YOUR GOAL: Locate each line below that contains the word "field" and copy those lines out in full. Case counts when matching.

** Start of DATA EXTRACT **

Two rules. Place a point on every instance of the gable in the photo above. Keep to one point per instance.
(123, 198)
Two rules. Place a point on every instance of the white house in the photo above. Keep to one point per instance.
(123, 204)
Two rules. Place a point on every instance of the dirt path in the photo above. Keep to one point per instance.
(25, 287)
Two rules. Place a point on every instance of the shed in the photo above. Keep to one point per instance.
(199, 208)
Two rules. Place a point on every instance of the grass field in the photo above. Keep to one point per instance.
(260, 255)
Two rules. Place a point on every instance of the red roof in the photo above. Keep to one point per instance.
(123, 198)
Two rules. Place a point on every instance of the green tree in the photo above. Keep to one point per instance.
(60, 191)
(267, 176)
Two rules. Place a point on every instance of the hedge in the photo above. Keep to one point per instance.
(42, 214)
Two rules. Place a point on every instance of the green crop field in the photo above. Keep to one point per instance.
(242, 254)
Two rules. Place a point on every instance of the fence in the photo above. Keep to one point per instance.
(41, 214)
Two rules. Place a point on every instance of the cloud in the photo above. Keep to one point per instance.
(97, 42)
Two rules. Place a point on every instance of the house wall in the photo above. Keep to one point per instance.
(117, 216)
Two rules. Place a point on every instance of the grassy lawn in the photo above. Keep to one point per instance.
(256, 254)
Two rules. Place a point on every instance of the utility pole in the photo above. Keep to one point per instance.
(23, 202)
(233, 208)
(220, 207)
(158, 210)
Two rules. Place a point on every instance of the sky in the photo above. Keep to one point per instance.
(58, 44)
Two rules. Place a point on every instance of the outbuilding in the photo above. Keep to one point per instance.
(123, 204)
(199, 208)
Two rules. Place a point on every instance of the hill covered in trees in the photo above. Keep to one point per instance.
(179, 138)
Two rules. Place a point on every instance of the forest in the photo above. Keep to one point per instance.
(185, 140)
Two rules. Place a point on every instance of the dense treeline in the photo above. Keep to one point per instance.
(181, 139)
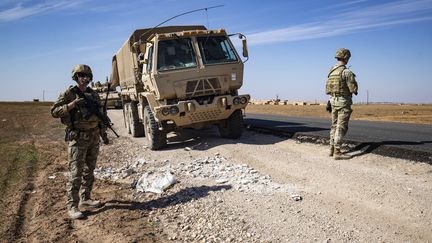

** End of DATA EXTRACT **

SOLUTION TO THIS EXERCISE:
Two rules. Place a point on every instance of the grass field in the photo above. Keep to one point per instance.
Two rules. Place a point on every instance of the green crop field in the photo above. Keep to one point per instance.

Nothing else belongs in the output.